Input for this task below:
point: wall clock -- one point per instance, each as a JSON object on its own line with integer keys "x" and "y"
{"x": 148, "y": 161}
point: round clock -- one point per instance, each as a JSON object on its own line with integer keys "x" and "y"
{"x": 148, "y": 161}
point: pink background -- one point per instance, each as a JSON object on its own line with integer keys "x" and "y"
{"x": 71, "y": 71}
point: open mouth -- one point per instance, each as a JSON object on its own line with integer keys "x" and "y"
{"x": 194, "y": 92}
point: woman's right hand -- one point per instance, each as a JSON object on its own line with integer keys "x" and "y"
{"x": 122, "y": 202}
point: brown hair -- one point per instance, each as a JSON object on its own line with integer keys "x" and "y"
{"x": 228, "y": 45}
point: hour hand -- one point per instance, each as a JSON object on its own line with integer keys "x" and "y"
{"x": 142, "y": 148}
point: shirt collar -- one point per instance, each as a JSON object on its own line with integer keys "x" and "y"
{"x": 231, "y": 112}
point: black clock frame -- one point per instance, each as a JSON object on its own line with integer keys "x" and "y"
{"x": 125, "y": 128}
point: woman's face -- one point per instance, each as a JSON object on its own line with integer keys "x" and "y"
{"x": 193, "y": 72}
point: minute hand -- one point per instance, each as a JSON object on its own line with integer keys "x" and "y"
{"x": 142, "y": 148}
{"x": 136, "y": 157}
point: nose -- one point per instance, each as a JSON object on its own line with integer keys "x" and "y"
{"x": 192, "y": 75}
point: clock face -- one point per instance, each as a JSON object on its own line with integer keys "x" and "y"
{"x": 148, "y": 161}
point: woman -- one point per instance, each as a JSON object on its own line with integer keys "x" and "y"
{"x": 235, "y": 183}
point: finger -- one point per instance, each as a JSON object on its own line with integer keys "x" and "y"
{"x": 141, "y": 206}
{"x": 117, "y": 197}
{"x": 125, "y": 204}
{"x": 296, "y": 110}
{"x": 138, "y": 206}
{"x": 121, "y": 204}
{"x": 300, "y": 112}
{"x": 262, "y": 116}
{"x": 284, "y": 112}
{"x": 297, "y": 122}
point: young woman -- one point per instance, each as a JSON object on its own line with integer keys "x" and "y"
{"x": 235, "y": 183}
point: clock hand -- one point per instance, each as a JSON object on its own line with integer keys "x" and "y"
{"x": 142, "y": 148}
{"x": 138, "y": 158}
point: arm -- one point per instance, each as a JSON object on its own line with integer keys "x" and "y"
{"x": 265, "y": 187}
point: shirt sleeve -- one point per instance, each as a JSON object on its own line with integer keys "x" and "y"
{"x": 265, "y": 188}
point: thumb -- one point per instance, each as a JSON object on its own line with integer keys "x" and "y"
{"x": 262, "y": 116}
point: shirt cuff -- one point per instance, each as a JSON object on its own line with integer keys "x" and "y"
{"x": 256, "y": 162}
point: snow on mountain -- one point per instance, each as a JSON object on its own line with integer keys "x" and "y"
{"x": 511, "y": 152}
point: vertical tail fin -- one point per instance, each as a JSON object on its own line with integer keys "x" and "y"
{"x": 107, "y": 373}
End of Input for this task.
Assigned task —
Please copy out every entry word for word.

Response to this task —
point: wall clock -- one point per instance, each as a JSON object on its own line with integer keys "x" and "y"
{"x": 148, "y": 161}
point: round clock -- one point per instance, each as a JSON object on its own line with integer keys "x" and "y"
{"x": 148, "y": 161}
point: pink background -- one point per instance, each as a JSON object on its own line with integer keys "x" and "y"
{"x": 71, "y": 71}
point: open mouth -- one point per instance, each as a JSON object on its own line with integer keys "x" and "y"
{"x": 194, "y": 92}
point: woman's right hand -- one point per instance, each as a JSON object on its own line with integer keys "x" and "y"
{"x": 122, "y": 202}
point: brown hair -- one point per instance, each as a JSON object on its own line with integer keys "x" and "y"
{"x": 228, "y": 45}
point: hour hand -- one point per instance, each as a JSON object on its own line with integer keys "x" and "y"
{"x": 142, "y": 148}
point: shirt collar -- one point per instance, each as a JSON object on its own line with integer keys "x" and "y"
{"x": 231, "y": 112}
point: black clock frame -- one point per instance, each as a JSON object on its own line with integer keys "x" and "y"
{"x": 125, "y": 128}
point: woman's face -- one point per instance, each as a JSON object on its own line with integer keys "x" and "y"
{"x": 193, "y": 72}
point: minute hand -- one point per instance, each as a JSON object on its own line with integer keys "x" and "y"
{"x": 142, "y": 148}
{"x": 136, "y": 157}
point: nose -- one point per instance, each as a JSON object on its own line with integer keys "x" and "y"
{"x": 192, "y": 75}
point: clock face -- one point per instance, each as a JSON object on its own line with integer keys "x" and "y"
{"x": 148, "y": 161}
point: woman -- one point per instance, each as a JSON object on its own line with integer keys "x" and "y"
{"x": 235, "y": 183}
point: finger -- one point per instance, each as a JSON object on its own line with integer keys "x" and "y"
{"x": 141, "y": 206}
{"x": 117, "y": 197}
{"x": 125, "y": 204}
{"x": 296, "y": 110}
{"x": 138, "y": 206}
{"x": 121, "y": 204}
{"x": 300, "y": 112}
{"x": 262, "y": 116}
{"x": 284, "y": 112}
{"x": 297, "y": 122}
point: young woman -- one point per instance, each as a JSON object on its own line with integer keys "x" and "y"
{"x": 235, "y": 183}
point: clock hand -- one point per instance, each as a JSON object on its own line with integer keys "x" and "y"
{"x": 142, "y": 148}
{"x": 138, "y": 158}
point: arm -- one point per instance, each as a JSON object on its own line with integer keys "x" and "y"
{"x": 265, "y": 187}
point: shirt sleeve -- one point per instance, each as a JSON object on its own line with integer keys "x" and "y"
{"x": 265, "y": 188}
point: thumb -- one point per instance, each as a JSON object on its own line with integer keys "x" and "y"
{"x": 262, "y": 116}
point: shirt cuff -- one point per instance, each as a JSON object on its own line with integer keys "x" and "y"
{"x": 256, "y": 162}
point: snow on mountain -- one point per instance, each as a JSON object on its own line with integer keys "x" and "y"
{"x": 511, "y": 152}
point: vertical tail fin -- one point per instance, each as a JSON object on its own line with integer keys "x" and "y"
{"x": 107, "y": 373}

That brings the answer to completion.